Die Endvierziger Nils (Samuel Finzi), Andreas (Milan Peschel) und Thomas (Schweiger) sind Freunde seit der Schulzeit – obwohl oder gerade weil sie so verschieden sind. Als die Einladung zum Wiedersehen 30 Jahre nach dem Abitur eintrifft, haben zwei von ihnen keine Lust darauf: Nils, permanent schlecht gelaunt („Wir hatten alle große Träume, jetzt haben wir Krampfadern“) und mit seiner Familie ständig im Zoff. Und Andreas, den die Ehefrau für jenen Paartherapeuten verlassen hat, der ihre 20-jährige Beziehung eigentlich retten sollte. Nur DJ Thomas (Schweiger) plant für das Trio gleich ein ganzes Party-Wochenende im Luxushotel mit Alkohol und Frauen.
Während Nils und Andreas mitten in der Midlife-Crisis stecken, scheint Thomas sein Alter nichts auszumachen. Der Lebemann, für den Yoga „der Sex der Frustrierten“ ist, liest seinen Freunden die Leviten: „Das ist nur eine Phase, da müssen wir jetzt einfach durch“. Spätestens mit 60 sei die Krise wieder vorbei, außerdem hätten sie doch früher immer gern zusammen abgehangen und sich vergnügt. „Ihr seid nicht zu alt, ihr seid einfach zu langweilig geworden“, sagt der Mann, der noch immer seine Groupies hat. „Was ihr dringend braucht, ist ein bisschen Spaß!“.

▶ BEREITGESTELLTE ZEILEN

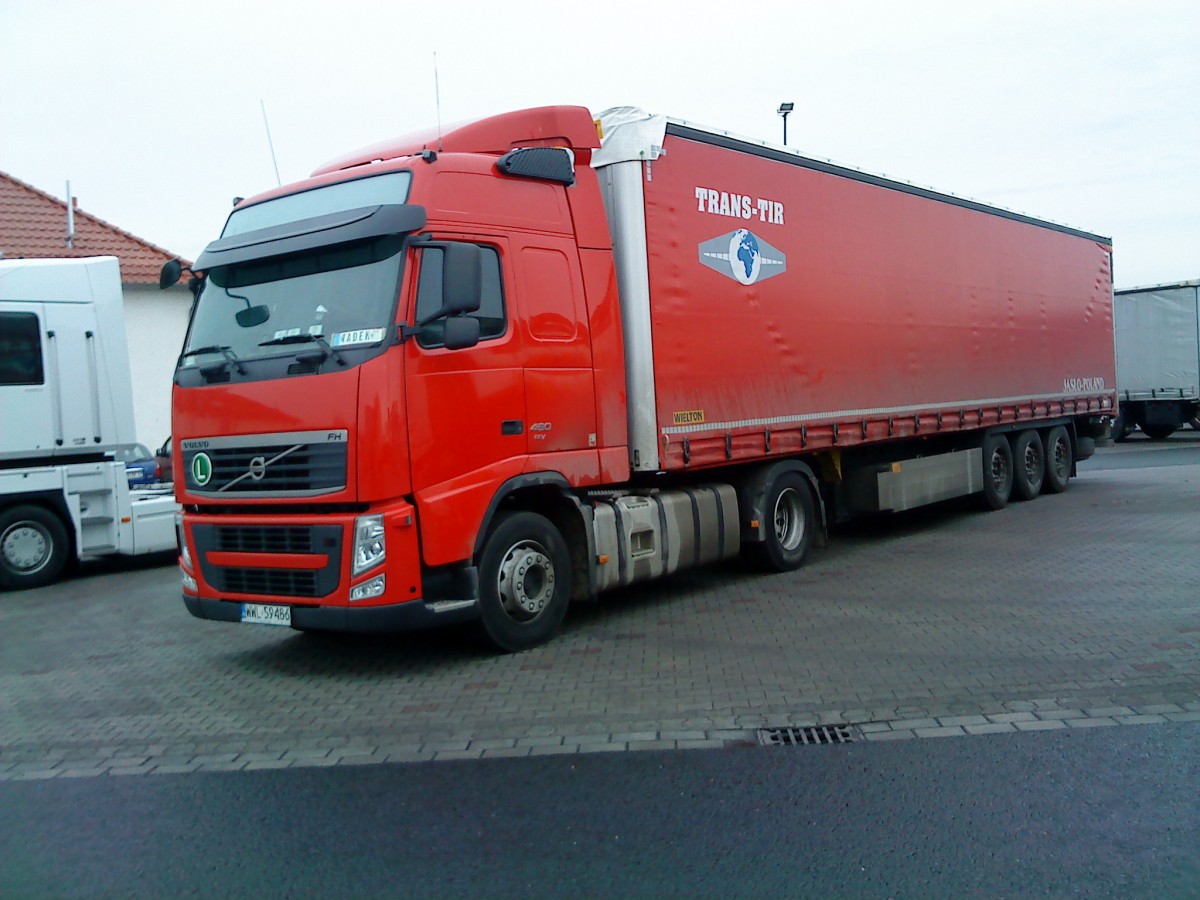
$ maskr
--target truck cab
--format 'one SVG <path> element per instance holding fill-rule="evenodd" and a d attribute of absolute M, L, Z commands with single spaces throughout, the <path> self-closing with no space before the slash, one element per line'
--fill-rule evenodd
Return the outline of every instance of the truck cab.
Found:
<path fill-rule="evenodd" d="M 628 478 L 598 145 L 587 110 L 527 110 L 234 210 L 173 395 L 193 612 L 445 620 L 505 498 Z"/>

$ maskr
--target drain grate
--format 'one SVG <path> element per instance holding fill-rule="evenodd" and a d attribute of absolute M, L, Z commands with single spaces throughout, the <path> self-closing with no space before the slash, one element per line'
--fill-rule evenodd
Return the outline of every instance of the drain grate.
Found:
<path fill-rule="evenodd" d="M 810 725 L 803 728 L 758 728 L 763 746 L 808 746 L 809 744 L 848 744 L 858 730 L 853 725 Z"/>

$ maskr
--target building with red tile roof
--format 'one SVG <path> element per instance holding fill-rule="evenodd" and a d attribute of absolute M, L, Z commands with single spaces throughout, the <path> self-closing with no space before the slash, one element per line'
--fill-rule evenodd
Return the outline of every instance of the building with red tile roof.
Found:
--
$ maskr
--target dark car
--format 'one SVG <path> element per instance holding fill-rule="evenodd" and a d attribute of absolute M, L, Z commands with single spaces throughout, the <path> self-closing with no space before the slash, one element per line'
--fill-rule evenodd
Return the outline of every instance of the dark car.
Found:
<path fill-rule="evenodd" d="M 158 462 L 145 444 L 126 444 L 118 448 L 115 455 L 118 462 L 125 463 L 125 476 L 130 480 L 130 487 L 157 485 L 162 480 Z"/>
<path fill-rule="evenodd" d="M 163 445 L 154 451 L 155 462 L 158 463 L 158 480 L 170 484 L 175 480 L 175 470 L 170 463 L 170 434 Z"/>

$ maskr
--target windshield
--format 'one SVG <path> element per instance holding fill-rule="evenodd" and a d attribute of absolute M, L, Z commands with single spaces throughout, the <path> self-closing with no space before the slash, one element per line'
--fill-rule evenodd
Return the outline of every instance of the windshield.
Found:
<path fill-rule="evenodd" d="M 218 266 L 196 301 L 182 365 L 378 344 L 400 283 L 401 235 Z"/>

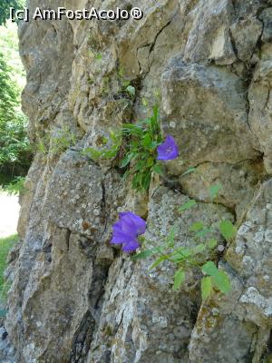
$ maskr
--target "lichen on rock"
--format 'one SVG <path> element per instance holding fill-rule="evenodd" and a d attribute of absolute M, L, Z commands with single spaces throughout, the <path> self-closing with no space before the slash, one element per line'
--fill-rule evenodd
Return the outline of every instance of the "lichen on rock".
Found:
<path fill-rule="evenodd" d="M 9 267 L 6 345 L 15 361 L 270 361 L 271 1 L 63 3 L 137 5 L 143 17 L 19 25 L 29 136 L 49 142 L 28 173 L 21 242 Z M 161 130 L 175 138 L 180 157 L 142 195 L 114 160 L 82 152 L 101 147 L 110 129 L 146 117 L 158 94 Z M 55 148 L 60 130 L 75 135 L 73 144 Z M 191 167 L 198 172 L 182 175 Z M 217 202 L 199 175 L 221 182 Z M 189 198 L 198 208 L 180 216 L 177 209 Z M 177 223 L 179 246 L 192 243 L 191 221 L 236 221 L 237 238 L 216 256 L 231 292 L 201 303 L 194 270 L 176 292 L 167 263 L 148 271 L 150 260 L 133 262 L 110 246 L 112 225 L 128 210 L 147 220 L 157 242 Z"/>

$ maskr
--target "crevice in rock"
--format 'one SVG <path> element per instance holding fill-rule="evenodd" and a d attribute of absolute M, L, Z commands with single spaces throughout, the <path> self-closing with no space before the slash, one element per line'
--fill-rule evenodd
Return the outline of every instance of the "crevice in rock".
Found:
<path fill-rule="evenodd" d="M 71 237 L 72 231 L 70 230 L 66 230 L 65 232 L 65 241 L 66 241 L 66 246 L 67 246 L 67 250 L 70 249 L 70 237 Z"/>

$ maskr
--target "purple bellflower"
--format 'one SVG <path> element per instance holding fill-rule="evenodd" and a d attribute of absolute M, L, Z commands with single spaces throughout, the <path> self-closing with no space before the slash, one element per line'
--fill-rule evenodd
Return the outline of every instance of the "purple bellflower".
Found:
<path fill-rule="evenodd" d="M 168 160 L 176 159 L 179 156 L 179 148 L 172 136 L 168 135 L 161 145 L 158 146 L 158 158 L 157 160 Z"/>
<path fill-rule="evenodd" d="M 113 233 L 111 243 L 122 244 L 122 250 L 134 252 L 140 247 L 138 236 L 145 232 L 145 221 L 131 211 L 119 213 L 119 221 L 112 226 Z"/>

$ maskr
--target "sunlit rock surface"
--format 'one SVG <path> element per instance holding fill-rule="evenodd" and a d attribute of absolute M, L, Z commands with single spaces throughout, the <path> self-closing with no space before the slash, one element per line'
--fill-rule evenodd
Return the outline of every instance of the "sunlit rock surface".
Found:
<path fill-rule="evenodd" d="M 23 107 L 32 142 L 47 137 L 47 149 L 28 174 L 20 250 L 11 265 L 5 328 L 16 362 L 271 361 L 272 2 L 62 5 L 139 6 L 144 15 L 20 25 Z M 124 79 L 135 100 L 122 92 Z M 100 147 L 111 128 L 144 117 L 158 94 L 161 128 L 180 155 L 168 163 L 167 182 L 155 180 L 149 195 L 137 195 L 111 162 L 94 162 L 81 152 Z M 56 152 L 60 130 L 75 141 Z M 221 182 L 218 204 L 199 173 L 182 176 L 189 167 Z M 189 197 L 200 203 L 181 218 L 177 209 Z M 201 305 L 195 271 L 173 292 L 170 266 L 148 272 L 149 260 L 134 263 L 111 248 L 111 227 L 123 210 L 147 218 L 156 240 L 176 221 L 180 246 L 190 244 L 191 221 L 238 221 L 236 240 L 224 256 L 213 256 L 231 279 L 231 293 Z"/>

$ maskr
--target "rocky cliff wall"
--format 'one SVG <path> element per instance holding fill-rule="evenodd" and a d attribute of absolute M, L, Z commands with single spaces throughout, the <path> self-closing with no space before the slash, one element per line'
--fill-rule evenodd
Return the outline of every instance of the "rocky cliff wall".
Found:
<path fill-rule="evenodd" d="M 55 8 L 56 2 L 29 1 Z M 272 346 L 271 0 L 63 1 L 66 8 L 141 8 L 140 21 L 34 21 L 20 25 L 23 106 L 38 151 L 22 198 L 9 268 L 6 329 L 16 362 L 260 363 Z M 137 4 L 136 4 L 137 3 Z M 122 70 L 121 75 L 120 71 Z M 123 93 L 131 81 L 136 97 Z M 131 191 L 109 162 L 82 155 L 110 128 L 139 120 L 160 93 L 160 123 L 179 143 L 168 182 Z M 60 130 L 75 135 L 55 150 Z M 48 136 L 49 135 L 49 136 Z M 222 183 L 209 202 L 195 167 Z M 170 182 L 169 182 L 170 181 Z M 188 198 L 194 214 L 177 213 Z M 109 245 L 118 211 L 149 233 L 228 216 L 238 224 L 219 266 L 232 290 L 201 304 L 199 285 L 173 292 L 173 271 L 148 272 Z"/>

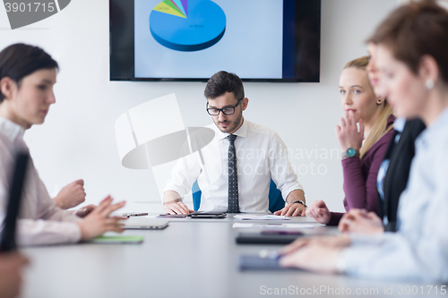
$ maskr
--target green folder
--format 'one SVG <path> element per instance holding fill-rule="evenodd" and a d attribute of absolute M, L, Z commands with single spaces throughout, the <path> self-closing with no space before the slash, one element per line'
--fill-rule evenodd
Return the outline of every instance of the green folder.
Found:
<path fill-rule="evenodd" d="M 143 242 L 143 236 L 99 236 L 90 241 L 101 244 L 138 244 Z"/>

▶ ZU BEARBEITEN
Bitte gib an, mit welchem Alter die Krise laut Thomas im Textauszug spätestens wieder vorbei ist.

▶ MUSTERLÖSUNG
Laut Thomas ist die Krise spätestens mit 60 wieder vorbei.